Problem: Report every line in the entries below that contains the string "When". Matching is case-sensitive.

Material to process:
<<<<

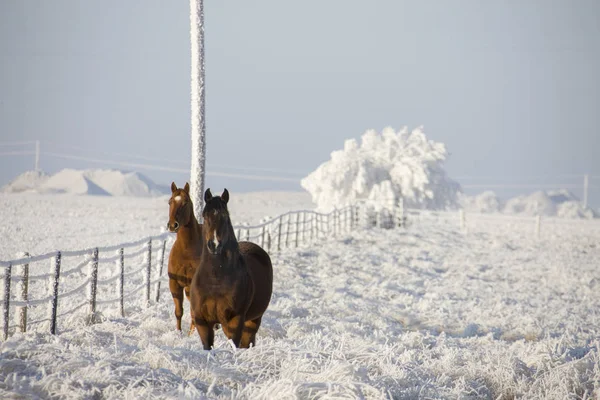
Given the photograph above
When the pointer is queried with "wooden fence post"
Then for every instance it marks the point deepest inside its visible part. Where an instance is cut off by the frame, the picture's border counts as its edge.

>>>>
<<<<

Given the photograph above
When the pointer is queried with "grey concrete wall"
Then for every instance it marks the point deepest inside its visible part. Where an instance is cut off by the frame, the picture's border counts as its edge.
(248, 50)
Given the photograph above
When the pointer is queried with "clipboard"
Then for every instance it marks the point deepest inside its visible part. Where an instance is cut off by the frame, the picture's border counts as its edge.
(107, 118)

>>>>

Full output:
When the pointer is queried with "wooden fence post"
When the pointer is queried with "grey concrete wall"
When the pointer is queried with "clipboard"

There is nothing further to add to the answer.